Task brief — When you transcribe the entries, reproduce every character and exclude the images.

(Beginning of Dataset excerpts)

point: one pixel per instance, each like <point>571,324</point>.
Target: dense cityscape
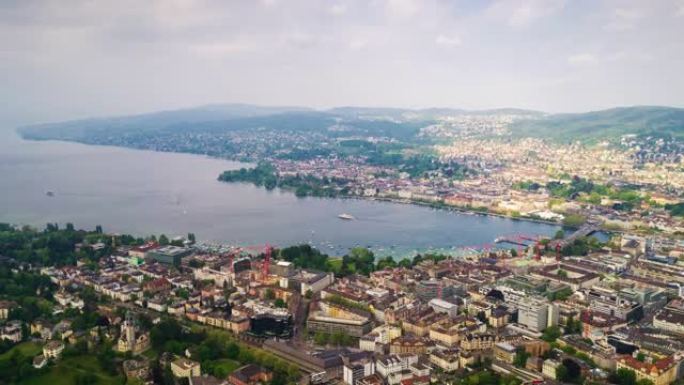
<point>569,309</point>
<point>342,192</point>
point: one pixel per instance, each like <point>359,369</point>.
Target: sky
<point>67,59</point>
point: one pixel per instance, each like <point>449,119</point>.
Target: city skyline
<point>555,56</point>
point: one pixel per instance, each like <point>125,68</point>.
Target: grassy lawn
<point>225,366</point>
<point>66,371</point>
<point>27,349</point>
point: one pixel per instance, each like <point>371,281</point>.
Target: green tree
<point>550,334</point>
<point>163,240</point>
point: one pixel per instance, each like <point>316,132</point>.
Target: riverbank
<point>149,192</point>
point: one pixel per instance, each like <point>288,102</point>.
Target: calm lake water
<point>143,192</point>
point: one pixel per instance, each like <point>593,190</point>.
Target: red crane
<point>267,261</point>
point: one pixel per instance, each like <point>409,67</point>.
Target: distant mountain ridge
<point>587,126</point>
<point>605,124</point>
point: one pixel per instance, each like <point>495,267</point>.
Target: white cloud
<point>623,19</point>
<point>338,9</point>
<point>222,48</point>
<point>582,59</point>
<point>448,41</point>
<point>521,13</point>
<point>401,8</point>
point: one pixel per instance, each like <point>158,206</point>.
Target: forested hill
<point>605,124</point>
<point>393,123</point>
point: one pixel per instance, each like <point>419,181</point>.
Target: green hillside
<point>605,124</point>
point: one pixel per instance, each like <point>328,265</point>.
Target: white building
<point>537,314</point>
<point>442,306</point>
<point>356,371</point>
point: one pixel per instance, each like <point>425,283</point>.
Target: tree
<point>562,373</point>
<point>232,350</point>
<point>320,338</point>
<point>521,356</point>
<point>163,240</point>
<point>623,376</point>
<point>550,334</point>
<point>269,294</point>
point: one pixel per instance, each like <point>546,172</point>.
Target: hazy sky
<point>66,59</point>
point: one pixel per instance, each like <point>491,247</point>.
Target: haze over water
<point>143,193</point>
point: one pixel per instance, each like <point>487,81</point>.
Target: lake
<point>144,193</point>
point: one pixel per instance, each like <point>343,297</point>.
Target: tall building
<point>537,314</point>
<point>131,338</point>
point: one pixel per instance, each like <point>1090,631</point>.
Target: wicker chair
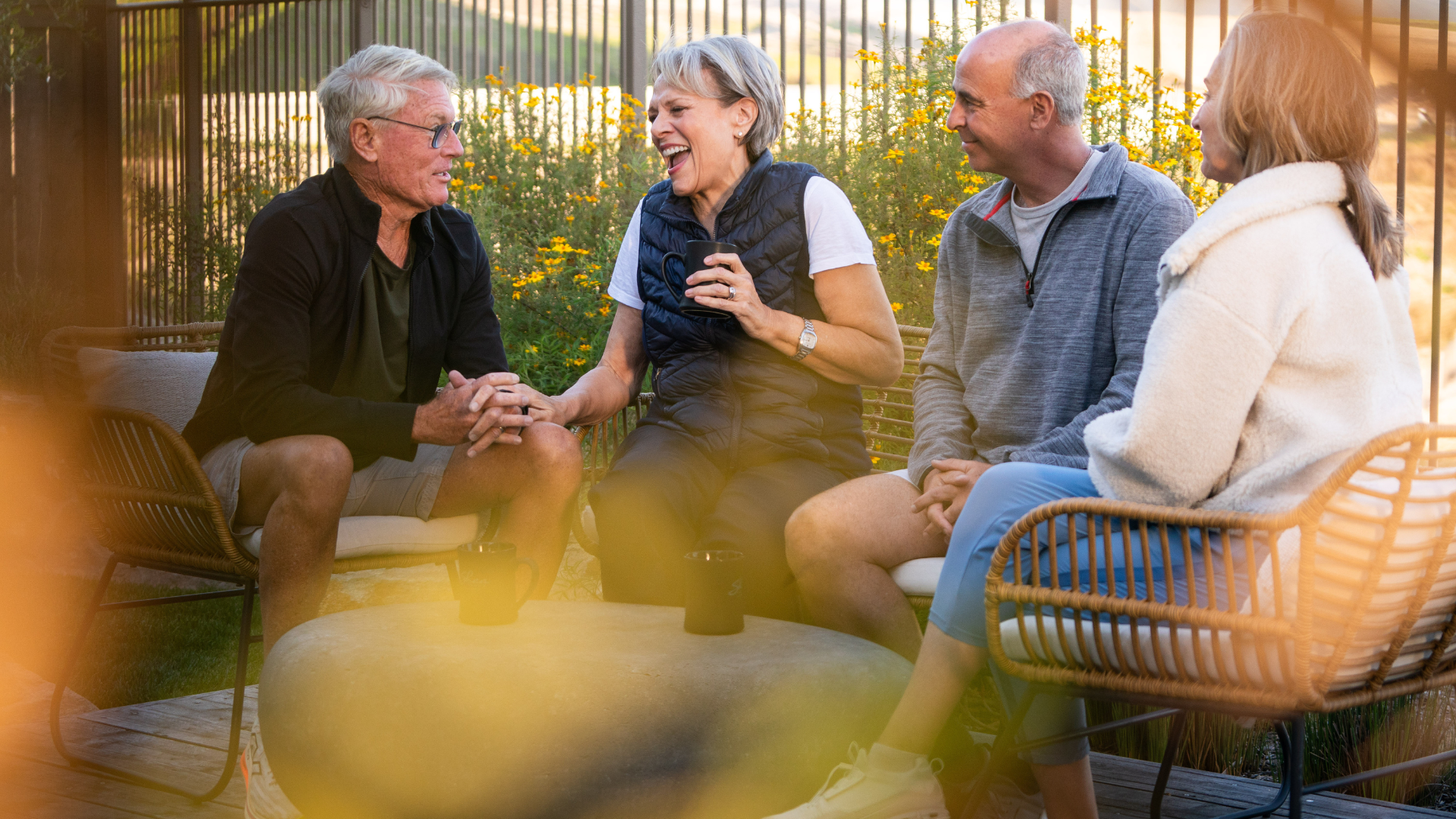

(End of Dataset excerpts)

Response to this exercise —
point: one pixel per instance, each like <point>571,324</point>.
Target: dense cityscape
<point>569,309</point>
<point>342,192</point>
point: one pixel per instance, each like <point>359,369</point>.
Target: sky
<point>67,59</point>
point: one pixel per instance, each like <point>449,119</point>.
Target: city skyline
<point>555,56</point>
point: one pixel per instance, each like <point>125,68</point>.
Target: grassy lawn
<point>225,366</point>
<point>66,371</point>
<point>27,349</point>
point: one pixel per instance, each like <point>371,281</point>.
Target: green tree
<point>550,334</point>
<point>163,240</point>
point: one pixel per instance, each like <point>316,132</point>.
Target: riverbank
<point>149,192</point>
point: one pixel per instance, each like <point>288,102</point>.
Target: calm lake water
<point>143,192</point>
point: one pixel per instance, each like <point>593,190</point>.
Target: red crane
<point>267,261</point>
point: one pixel per instance, each like <point>409,67</point>.
Target: distant mountain ridge
<point>587,126</point>
<point>605,124</point>
point: one pixel per instance, each like <point>495,267</point>.
Target: white cloud
<point>623,19</point>
<point>338,9</point>
<point>222,48</point>
<point>582,59</point>
<point>448,41</point>
<point>521,13</point>
<point>401,8</point>
point: one pixel per instance, each like <point>158,206</point>.
Target: forested hill
<point>605,124</point>
<point>393,123</point>
point: one pixel per instance, each like <point>419,181</point>.
Target: green hillside
<point>605,124</point>
point: one pixel per instance, each like <point>328,265</point>.
Target: white building
<point>537,314</point>
<point>442,306</point>
<point>356,371</point>
point: one pixel per instance, each like <point>425,283</point>.
Target: tree
<point>562,373</point>
<point>232,350</point>
<point>320,338</point>
<point>521,356</point>
<point>163,240</point>
<point>623,376</point>
<point>550,334</point>
<point>269,294</point>
point: one pixel per instance, each like <point>546,172</point>.
Target: hazy sky
<point>66,59</point>
point: one pixel per instance, each like <point>491,247</point>.
Target: haze over water
<point>143,193</point>
point: one pixel per instance, each like <point>487,81</point>.
Target: lake
<point>144,193</point>
point: one pixel per instance, each like <point>343,297</point>.
Target: tall building
<point>537,314</point>
<point>131,338</point>
point: one pixel per instance, each like <point>1090,631</point>.
Target: wicker chair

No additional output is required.